━━━ Provided entries ━━━
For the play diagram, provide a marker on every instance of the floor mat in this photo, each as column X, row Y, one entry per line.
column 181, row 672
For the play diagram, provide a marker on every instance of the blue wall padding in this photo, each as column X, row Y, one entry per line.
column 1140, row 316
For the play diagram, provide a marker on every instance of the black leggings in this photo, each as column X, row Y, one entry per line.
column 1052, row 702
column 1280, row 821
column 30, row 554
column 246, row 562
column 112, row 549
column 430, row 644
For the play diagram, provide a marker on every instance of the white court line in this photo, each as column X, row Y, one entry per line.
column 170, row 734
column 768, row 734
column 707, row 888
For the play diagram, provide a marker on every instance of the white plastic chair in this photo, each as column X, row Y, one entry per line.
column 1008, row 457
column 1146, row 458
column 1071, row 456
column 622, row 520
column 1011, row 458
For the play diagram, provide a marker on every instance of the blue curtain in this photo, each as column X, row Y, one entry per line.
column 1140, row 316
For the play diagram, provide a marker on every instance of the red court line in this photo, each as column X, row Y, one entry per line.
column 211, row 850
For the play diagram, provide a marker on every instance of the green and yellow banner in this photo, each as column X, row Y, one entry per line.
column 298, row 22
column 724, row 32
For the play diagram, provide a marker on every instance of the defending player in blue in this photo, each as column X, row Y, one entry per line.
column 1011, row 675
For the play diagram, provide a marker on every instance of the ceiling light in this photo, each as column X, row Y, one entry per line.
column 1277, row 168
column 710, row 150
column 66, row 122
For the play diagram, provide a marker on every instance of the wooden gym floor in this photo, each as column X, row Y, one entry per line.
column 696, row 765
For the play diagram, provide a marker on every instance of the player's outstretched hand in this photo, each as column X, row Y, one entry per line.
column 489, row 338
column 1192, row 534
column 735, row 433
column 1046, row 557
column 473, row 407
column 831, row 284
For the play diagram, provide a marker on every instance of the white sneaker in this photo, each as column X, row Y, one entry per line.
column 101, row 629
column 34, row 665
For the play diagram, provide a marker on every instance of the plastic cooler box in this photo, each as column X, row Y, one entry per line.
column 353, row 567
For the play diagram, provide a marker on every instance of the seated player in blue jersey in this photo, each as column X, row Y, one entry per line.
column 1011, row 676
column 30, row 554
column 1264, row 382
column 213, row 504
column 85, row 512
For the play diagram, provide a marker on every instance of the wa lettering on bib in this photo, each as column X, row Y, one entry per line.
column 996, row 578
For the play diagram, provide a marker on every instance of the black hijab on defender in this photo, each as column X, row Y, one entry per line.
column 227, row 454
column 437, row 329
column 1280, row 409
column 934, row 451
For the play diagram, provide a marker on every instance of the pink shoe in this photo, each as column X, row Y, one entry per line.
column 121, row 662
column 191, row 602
━━━
Objective: Copy out, without any change, the lines of the material from the one containing "of the green" through the one containing "column 696, row 765", including both of those lines.

Written response:
For the play diagram, provide a marker on every instance of the green and yellow banner in this photo, each as column X, row Y, one entry per line.
column 298, row 22
column 724, row 32
For the play diagram, provide a marker on every instance of the defending player in blue in this photo, each as column X, row Y, one entry per line.
column 1011, row 675
For the play diagram, provide a marker on every instance of the ceiling light in this photo, each as column X, row Y, one entry per line.
column 1277, row 168
column 710, row 150
column 66, row 122
For the play diagram, provide a marker on every instance of the wooden gym floor in this photo, each as column X, row Y, one entry per line.
column 696, row 765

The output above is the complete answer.